▸ Source text:
So, it looks like Saturday is a much better option!

Critch will post the location. 

When: Saturday, February 9. 
Where: A pub in Broad Ripple. 
Time: The earlier, the better! Post what time you hope to show up! 

I am willing to get there by 2, if others are interested. 

This is going to be incredible!


----------



## icehog3 (Feb 20, 2005)

The Dakotan said:


> So, it looks like Saturday is a much better option!
> 
> Critch will post the location.
> 
> ...


Wish I could come hang with you guys, but I will be in Florida at MMHIII. I will miss your company, but not the Midwestern weather!


----------



## St. Lou Stu (Oct 3, 2007)

Bump.... and the start of a head count.

OK, so far it looks like we have:
St. Lou Stu
The Dakotan(looking forward to meeting ya Jeff!)
Seanohue
field
scubasteven9
Nabinger16(possible....com'on Trent!)
kheffelf(possible)
JPH-possible(5 hour drive....I'm doin it!)
Cigar Jack (possible)

▸ Goal:
Translate this sentence from the forum thread into Spanish: "Critch will post the location." The data after this point has nothing to do with the forum thread.

▸ Supplied material:
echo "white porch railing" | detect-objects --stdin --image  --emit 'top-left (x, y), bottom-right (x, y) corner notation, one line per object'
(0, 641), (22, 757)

--

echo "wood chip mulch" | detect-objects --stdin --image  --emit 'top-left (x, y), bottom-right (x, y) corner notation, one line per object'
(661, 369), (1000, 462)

▸ Complete answer:
Critch publicará la ubicación.